Records supplied -
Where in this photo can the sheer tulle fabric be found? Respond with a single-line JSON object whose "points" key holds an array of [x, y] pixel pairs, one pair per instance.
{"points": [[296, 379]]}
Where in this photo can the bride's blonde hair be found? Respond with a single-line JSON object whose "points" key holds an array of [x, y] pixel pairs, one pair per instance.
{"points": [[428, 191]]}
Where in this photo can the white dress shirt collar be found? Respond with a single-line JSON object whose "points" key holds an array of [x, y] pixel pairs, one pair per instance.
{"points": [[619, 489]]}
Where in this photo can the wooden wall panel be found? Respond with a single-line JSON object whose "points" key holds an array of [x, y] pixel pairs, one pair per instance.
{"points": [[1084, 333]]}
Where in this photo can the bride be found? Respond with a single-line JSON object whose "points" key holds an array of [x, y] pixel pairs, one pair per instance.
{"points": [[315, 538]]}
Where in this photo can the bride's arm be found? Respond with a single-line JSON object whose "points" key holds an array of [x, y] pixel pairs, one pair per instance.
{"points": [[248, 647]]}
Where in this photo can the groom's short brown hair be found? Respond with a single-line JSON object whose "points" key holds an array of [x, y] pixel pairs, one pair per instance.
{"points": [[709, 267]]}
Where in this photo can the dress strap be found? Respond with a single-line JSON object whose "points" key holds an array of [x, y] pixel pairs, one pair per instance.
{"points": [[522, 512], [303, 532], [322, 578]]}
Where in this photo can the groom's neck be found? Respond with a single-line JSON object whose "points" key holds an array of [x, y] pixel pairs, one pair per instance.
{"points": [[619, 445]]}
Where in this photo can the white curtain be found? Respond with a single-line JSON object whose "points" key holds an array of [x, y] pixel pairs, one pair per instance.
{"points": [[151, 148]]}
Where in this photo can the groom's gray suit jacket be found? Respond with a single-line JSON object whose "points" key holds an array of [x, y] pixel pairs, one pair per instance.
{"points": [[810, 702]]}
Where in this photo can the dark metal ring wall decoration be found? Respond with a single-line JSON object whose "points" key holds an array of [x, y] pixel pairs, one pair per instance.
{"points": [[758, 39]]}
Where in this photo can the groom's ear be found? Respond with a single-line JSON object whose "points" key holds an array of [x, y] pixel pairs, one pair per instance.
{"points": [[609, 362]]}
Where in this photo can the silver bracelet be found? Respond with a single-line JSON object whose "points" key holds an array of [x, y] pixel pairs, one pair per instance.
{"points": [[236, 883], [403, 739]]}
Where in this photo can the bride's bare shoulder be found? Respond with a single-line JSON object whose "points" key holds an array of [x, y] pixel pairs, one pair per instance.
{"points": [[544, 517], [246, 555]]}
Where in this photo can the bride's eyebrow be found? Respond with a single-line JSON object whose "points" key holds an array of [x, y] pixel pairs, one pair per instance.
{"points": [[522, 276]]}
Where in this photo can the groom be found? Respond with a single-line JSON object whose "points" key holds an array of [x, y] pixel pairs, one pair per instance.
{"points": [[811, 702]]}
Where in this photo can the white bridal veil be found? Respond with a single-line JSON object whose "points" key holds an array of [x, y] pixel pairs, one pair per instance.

Your goal - Print the line with "Where in this photo can the silver" and every line after it in the entries above, exactly as written. Leave out all other lines.

Result of this task -
Where in this photo can the silver bracelet be found? Respond with a single-line JSON object whose "points" key holds an array of [x, y] pixel pairs, one pair per instance.
{"points": [[236, 883], [403, 739]]}
Where in this photo can the bride's bare shoulder be found? Respond with a single-line JSON object whose "points" key holds an array of [x, y] pixel pairs, one pair per instance.
{"points": [[544, 517], [246, 555]]}
Where in this photo can the bride's eyebrow be found? Respond with a single-line JSON object whose "points" key holds an array of [x, y] pixel pairs, one pair per instance.
{"points": [[522, 276]]}
Where in this photo can the groom be found? Respond with a single-line JSON object whose "points" key holds an array of [x, y] pixel pairs, one pair per instance.
{"points": [[811, 702]]}
Where in this photo can the white bridal veil be found? Respond with a single-line JSON object whose "points" key holds an array of [x, y] pixel pairs, one pair per instance.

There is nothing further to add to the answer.